_LISTED ENTRIES_
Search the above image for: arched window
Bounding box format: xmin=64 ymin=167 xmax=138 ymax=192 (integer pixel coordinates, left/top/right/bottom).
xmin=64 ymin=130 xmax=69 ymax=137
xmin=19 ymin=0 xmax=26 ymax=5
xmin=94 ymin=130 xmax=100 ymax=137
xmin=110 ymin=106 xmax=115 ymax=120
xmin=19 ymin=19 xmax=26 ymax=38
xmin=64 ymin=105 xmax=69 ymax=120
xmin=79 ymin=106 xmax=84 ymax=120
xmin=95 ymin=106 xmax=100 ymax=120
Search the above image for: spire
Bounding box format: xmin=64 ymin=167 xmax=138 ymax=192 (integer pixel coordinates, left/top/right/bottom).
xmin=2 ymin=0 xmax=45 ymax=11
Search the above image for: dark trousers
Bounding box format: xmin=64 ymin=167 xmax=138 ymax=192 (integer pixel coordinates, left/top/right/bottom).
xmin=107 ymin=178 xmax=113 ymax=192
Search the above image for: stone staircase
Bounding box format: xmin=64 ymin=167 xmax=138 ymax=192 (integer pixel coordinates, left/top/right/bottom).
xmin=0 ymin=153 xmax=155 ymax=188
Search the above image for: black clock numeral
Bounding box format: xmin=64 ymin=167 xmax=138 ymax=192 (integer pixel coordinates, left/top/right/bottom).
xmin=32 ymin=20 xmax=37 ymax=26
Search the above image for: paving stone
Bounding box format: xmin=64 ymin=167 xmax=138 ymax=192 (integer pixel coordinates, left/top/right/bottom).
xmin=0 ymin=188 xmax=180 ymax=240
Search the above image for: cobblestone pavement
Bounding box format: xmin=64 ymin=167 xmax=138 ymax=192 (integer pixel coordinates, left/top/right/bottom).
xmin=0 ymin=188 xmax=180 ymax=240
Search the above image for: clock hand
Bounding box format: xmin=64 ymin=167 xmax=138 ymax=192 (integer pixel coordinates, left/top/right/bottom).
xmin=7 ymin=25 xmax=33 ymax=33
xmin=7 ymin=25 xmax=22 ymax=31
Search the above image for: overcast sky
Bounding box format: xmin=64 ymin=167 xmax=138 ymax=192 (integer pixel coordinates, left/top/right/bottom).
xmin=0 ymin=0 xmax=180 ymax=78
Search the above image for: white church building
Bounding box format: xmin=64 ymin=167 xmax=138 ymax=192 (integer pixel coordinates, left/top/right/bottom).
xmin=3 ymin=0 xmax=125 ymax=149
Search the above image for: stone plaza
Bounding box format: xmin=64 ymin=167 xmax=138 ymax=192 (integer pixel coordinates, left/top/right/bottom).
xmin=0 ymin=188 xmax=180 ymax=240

_INSTRUCTIONS TO FOLLOW_
Rewrite all of the lines, replacing "Bounding box format" with "Box coordinate format" and keeping everything else the same.

_WRITTEN ANSWER_
Search the above image for: arched window
Box coordinate format: xmin=64 ymin=167 xmax=138 ymax=192 (integer pixel coordinates, left/top/right/bottom).
xmin=64 ymin=130 xmax=69 ymax=137
xmin=19 ymin=0 xmax=26 ymax=5
xmin=94 ymin=130 xmax=100 ymax=137
xmin=110 ymin=106 xmax=115 ymax=120
xmin=19 ymin=19 xmax=26 ymax=38
xmin=64 ymin=105 xmax=69 ymax=120
xmin=79 ymin=106 xmax=84 ymax=120
xmin=95 ymin=106 xmax=100 ymax=120
Search the above image for: spire
Box coordinate format: xmin=64 ymin=167 xmax=138 ymax=192 (integer pixel coordinates, left/top/right/bottom).
xmin=2 ymin=0 xmax=45 ymax=11
Search the above image for: dark trousers
Box coordinate format: xmin=64 ymin=167 xmax=138 ymax=192 (integer pixel coordinates, left/top/right/bottom).
xmin=107 ymin=178 xmax=113 ymax=192
Search the above image for: stone staircase
Box coordinate format: xmin=64 ymin=167 xmax=138 ymax=192 (integer pixel coordinates, left/top/right/bottom).
xmin=0 ymin=153 xmax=155 ymax=188
Search the above image for: black clock numeral
Box coordinate format: xmin=64 ymin=167 xmax=138 ymax=192 (integer pixel coordinates, left/top/right/bottom).
xmin=32 ymin=20 xmax=37 ymax=26
Search the above image for: paving stone
Box coordinate format: xmin=64 ymin=167 xmax=138 ymax=192 (integer pixel coordinates, left/top/right/bottom).
xmin=0 ymin=188 xmax=180 ymax=240
Search the above image for: cobblestone pavement
Box coordinate format: xmin=64 ymin=167 xmax=138 ymax=192 (integer pixel coordinates, left/top/right/bottom).
xmin=0 ymin=188 xmax=180 ymax=240
Search the above image for: clock hand
Box coordinate format: xmin=64 ymin=167 xmax=138 ymax=192 (integer pixel coordinates, left/top/right/bottom).
xmin=7 ymin=25 xmax=33 ymax=33
xmin=7 ymin=25 xmax=22 ymax=31
Search the above image for: overcast sky
Box coordinate format: xmin=64 ymin=167 xmax=138 ymax=192 (integer pixel coordinates, left/top/right/bottom).
xmin=0 ymin=0 xmax=180 ymax=78
Search the above image for: white church building
Box coordinate format: xmin=64 ymin=167 xmax=138 ymax=192 (integer pixel coordinates, left/top/right/bottom).
xmin=3 ymin=0 xmax=125 ymax=149
Search the above image for: stone plaza
Box coordinate format: xmin=64 ymin=167 xmax=138 ymax=192 (integer pixel coordinates, left/top/right/bottom).
xmin=0 ymin=188 xmax=180 ymax=240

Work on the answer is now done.